- EXCERPT
________________

Wheels will play songs from “Fields on Fire” at a release party for the CD on Sunday, May 29, at the Canal Street Tavern in Dayton. The show starts at 8 p.m., is open to all ages and costs $5. With a debut album Wheels hope to take its act to the next level — to play more shows, write more songs and get recognized by national acts, including their musical heroes and principal influence, the Avett Brothers.

Not too bad for Yellow Springs teens Sam Salazar and Sam Crawford, both 14, and Rory Papania and Jamie Scott, both 16, who began as a street act busking for spare change.

“Wheels is a serious treasure of Yellow Springs,” said Tim Berger of Exceptional Sounds, sound engineer and co-producer on Fields on Fire. “What a brilliant collaboration of four people,” he added, and not just for their age.

In their live shows, Wheels adds a dynamism to traditionals like “I’ll Fly Away” and “Angel Band” and covers of John Prine, Gillian Welch and The Band while impressing with daring originals about lost love, friends in trouble and childhood.

“People said we were Americana or folk, which we didn’t like,” Salazar said. So the group takes folk and bluegrass tunes and ‘wheels them up,’ adding their sweet harmonies and a funky groove to make it danceable.

Wheels also performs at the Clifton Opera House on Wednesday, June 1, at 7:30 p.m., at the Yellow Springs Street Fair on Saturday, June 11, and at the Emporium wine tasting in August.

What became Wheels was seeded in the summer of 2009 when Salazar and Papania — having just returned from Friends Music Camp, where they met — started picking a ukulele and guitar together in front of Tom’s Market. They would lay down a black Bob Dylan songbook in front of them and jam for six-hour stretches.

A few months later, Scott, wanting to get in on the fun, picked up a harmonica and joined in. The threesome’s light, cheery sound and beautiful three-part harmonies went from precious to powerful when Scott began mixing in hand drums and upright bassist Crawford was added to the lineup at the end of last year.

“It felt like something was missing,” said Papania of the group before Crawford, whose nickname among band members is “Manchild,” joined. “The songs sounded kind of empty.”

The album features eight original songs by Salazar, Papania and Scott, all singers and songwriters who take turns as the lead vocalist and together harmonize at choruses. Salazar’s vocals have a rock edge, Scott’s a sweet tenor and Papania’s a soulful depth. Together, they blend beautifully.

“I thought some of their harmonies were as stellar as Crosby, Stills and Nash,” Berger said.

Papania is the band’s principal guitarist and most experienced musician, having played the guitar for just over three years, while Salazar chimes in with bouncy flourishes at the mandolin and ukulele, instruments he’s played for just a year-and-a-half.

“Sam is just a genius, a child prodigy,” Papania said. To his band mates, Salazar is the Bob Dylan of the group — a poet and natural performer. Scott is the band’s Frank Sinatra, with a jazzy vocal style and passion to spare, while Papania’s style resembles fellow guitarist George Harrison and Sam Crawford is the Thelonious Monk of the stand-up bass, band members said.

________________

- GIVEN INFORMATION

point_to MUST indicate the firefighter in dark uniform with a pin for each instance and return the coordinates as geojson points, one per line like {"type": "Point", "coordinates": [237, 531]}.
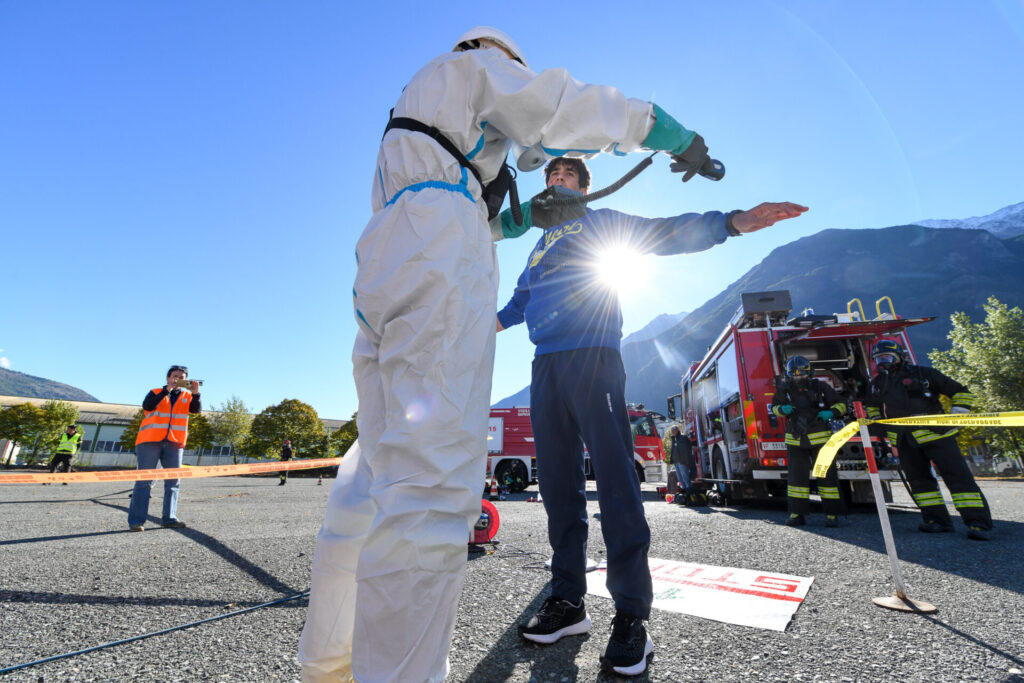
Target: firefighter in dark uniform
{"type": "Point", "coordinates": [808, 404]}
{"type": "Point", "coordinates": [70, 441]}
{"type": "Point", "coordinates": [901, 389]}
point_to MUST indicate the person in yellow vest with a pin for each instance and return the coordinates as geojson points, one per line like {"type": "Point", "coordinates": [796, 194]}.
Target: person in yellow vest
{"type": "Point", "coordinates": [70, 441]}
{"type": "Point", "coordinates": [162, 437]}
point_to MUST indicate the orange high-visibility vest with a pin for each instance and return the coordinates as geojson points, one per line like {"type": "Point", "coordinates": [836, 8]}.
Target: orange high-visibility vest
{"type": "Point", "coordinates": [166, 422]}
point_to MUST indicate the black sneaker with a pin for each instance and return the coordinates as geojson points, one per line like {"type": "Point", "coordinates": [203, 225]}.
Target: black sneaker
{"type": "Point", "coordinates": [555, 619]}
{"type": "Point", "coordinates": [628, 647]}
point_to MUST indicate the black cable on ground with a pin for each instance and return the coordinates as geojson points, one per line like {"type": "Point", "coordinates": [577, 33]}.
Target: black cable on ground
{"type": "Point", "coordinates": [151, 635]}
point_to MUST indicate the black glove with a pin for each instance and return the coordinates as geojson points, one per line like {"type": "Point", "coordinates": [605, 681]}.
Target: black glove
{"type": "Point", "coordinates": [691, 160]}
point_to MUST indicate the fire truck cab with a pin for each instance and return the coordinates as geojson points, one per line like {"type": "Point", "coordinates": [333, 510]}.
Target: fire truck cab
{"type": "Point", "coordinates": [510, 447]}
{"type": "Point", "coordinates": [725, 397]}
{"type": "Point", "coordinates": [648, 450]}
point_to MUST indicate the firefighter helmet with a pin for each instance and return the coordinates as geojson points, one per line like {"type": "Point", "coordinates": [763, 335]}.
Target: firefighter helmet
{"type": "Point", "coordinates": [798, 368]}
{"type": "Point", "coordinates": [887, 353]}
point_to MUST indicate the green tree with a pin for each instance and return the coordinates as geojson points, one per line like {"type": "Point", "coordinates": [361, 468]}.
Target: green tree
{"type": "Point", "coordinates": [200, 433]}
{"type": "Point", "coordinates": [988, 358]}
{"type": "Point", "coordinates": [128, 436]}
{"type": "Point", "coordinates": [53, 418]}
{"type": "Point", "coordinates": [231, 424]}
{"type": "Point", "coordinates": [17, 424]}
{"type": "Point", "coordinates": [290, 419]}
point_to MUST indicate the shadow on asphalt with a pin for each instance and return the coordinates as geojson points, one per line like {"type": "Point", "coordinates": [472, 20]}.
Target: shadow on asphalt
{"type": "Point", "coordinates": [995, 650]}
{"type": "Point", "coordinates": [984, 561]}
{"type": "Point", "coordinates": [73, 598]}
{"type": "Point", "coordinates": [117, 494]}
{"type": "Point", "coordinates": [218, 548]}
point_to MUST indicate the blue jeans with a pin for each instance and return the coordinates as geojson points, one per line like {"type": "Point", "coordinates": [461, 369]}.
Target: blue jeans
{"type": "Point", "coordinates": [682, 475]}
{"type": "Point", "coordinates": [168, 455]}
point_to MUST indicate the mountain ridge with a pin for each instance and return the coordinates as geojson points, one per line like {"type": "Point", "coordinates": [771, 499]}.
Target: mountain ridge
{"type": "Point", "coordinates": [928, 270]}
{"type": "Point", "coordinates": [13, 383]}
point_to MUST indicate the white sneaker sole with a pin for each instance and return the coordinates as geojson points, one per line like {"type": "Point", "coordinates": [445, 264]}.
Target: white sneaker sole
{"type": "Point", "coordinates": [639, 667]}
{"type": "Point", "coordinates": [571, 630]}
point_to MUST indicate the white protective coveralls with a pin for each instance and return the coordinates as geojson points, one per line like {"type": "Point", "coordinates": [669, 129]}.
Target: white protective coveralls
{"type": "Point", "coordinates": [390, 556]}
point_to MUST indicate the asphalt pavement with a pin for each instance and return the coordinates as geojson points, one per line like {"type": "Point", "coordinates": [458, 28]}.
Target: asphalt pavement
{"type": "Point", "coordinates": [72, 578]}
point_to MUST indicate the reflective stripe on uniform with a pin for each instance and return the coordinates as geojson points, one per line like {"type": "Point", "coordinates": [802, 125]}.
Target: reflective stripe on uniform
{"type": "Point", "coordinates": [964, 398]}
{"type": "Point", "coordinates": [798, 492]}
{"type": "Point", "coordinates": [816, 438]}
{"type": "Point", "coordinates": [968, 501]}
{"type": "Point", "coordinates": [927, 435]}
{"type": "Point", "coordinates": [828, 493]}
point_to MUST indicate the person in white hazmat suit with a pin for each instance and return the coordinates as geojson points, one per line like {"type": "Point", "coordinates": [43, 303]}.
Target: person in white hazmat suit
{"type": "Point", "coordinates": [390, 556]}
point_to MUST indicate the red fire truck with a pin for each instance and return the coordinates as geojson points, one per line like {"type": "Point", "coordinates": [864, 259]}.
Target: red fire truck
{"type": "Point", "coordinates": [511, 455]}
{"type": "Point", "coordinates": [510, 447]}
{"type": "Point", "coordinates": [726, 396]}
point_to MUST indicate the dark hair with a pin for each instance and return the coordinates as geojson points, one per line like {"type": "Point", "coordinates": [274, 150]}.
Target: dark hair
{"type": "Point", "coordinates": [181, 368]}
{"type": "Point", "coordinates": [577, 165]}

________________

- ACTIONS TO TAKE
1. According to the article about the band Wheels, where did Salazar and Papania meet?
2. In the article about Wheels, rewrite the passage from "A few months" to "they blend beautifully.", changing "harmonica" to "tin whistle".
3. Write the next part of the article about the band Wheels, picking up after its last sentence.
The data was taken from a source other than the article.

- EXPECTED ANSWERS
1. They met at Friends Music Camp.

2.
A few months later, Scott, wanting to get in on the fun, picked up a tin whistle and joined in. The threesome’s light, cheery sound and beautiful three-part harmonies went from precious to powerful when Scott began mixing in hand drums and upright bassist Crawford was added to the lineup at the end of last year.

“It felt like something was missing,” said Papania of the group before Crawford, whose nickname among band members is “Manchild,” joined. “The songs sounded kind of empty.”

The album features eight original songs by Salazar, Papania and Scott, all singers and songwriters who take turns as the lead vocalist and together harmonize at choruses. Salazar’s vocals have a rock edge, Scott’s a sweet tenor and Papania’s a soulful depth. Together, they blend beautifully.

3.
Preferring an acoustic and live sound, Wheels recorded Fields on Fire with live takes, not separate tracks, and didn’t wear headphones.

“Playing live, there is so much more energy and a much more intimate connection between us,” Salazar said. Salazar plans to slip a copy of Fields on Fire to the Avett Brothers at their concert this weekend.

The lead track, “Sticks and Stones” exemplifies the band’s rich barbershop-style vocals, driving rhythm and Salazar’s nostalgic lyrics and silvery mandolin solos. Papania’s “Those Days” features his bluesy baritone along with tempo changes and dramatic mandolin interludes. Scott’s wholesome, heartfelt voice shines through on his song, “Sit Down,” about an elder imploring a young person to listen. In “I’m Going Back” Salazar sings ironically about returning to “sweet Ohio,” with its harsh winters:

“Peaches in the summertime, daises in the spring/But they’ll all become memories come winters moaning sting/Yes, Decembers they hit hard to the place I’m goin’ back/Most everywhere the sky is blue but here the sky is black.”

Wheels quickly graduated from street corners to open mic nights at Peach’s and Brother Bear’s to paid gigs at area bars and concert venues and eventually to festivals around the state and region. They played at the Highland Spring Jam in Terra Alta, West Virginia, last summer to a crowd of more than 100 people, including a memorable attendee named “Sometimes” who danced wildly to their music donning a ceramic mushroom as a hat, and at the historic Newport Music Hall in Columbus last New Year’s Eve as the opening act for Ekoostik Hookah.

“It was crazy — I don’t want to say we were out of our element but we were close to it,” Scott said of the Newport show, attended by about 600 people. To Papania, it was a “larger than life experience.”

This summer the band will return to West Virginia and also has gigs in Cleveland, Marietta and Dayton. The future looks bright for Wheels, who hope to keep “rolling on,” as their band name implies.

To Berger, Wheels’ music seems inspired by nature and by the town of Yellow Springs. It’s fitting that the band thanks the entire community in the album’s liner notes.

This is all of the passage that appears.